Records to use
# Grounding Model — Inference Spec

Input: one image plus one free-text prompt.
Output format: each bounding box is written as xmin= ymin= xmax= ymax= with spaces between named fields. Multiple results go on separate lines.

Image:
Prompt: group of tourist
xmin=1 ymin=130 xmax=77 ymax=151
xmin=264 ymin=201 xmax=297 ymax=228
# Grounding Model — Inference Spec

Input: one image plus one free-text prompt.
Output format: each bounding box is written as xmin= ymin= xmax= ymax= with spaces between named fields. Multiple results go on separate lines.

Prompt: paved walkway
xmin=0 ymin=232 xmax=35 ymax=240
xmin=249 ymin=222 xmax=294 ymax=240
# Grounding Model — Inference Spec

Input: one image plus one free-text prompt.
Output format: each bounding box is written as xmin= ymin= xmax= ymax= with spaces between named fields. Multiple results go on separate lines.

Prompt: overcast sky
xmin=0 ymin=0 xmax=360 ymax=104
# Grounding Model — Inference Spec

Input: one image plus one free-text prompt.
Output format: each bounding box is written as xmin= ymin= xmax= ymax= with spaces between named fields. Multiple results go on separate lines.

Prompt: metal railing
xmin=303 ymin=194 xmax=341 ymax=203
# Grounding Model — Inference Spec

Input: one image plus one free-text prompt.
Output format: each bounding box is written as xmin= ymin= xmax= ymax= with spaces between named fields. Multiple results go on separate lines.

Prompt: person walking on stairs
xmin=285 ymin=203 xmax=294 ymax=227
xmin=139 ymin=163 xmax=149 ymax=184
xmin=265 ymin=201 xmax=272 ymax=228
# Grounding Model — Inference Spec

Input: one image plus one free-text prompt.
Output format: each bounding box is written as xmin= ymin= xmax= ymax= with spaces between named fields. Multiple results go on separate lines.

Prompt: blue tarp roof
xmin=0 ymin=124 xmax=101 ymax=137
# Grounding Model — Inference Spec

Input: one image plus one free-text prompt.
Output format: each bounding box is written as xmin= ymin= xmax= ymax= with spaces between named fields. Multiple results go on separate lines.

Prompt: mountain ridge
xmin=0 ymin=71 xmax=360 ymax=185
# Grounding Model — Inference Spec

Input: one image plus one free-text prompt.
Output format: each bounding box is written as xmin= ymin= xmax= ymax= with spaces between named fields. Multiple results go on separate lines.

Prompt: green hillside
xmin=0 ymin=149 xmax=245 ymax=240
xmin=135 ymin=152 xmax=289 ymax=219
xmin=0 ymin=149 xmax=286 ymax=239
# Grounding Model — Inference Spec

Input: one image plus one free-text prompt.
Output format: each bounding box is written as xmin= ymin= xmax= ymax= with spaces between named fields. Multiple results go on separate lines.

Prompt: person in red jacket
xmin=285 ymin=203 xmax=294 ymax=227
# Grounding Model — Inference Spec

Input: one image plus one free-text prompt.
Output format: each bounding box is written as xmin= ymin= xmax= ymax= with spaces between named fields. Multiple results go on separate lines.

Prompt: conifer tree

Stated task
Update the lines from the start of the items through the line containing "xmin=264 ymin=201 xmax=297 ymax=228", both ends included, by replacing "free-text" with "natural-language" and leaving everything else unchanged.

Complete response
# Grounding Model — Inference Spec

Input: one image plus one natural-language prompt.
Output format: each bounding box is written as xmin= ymin= xmax= ymax= with spaces between named fields. Multiple results go on separate lines.

Image:
Prompt: group of tourist
xmin=1 ymin=130 xmax=77 ymax=151
xmin=264 ymin=201 xmax=297 ymax=228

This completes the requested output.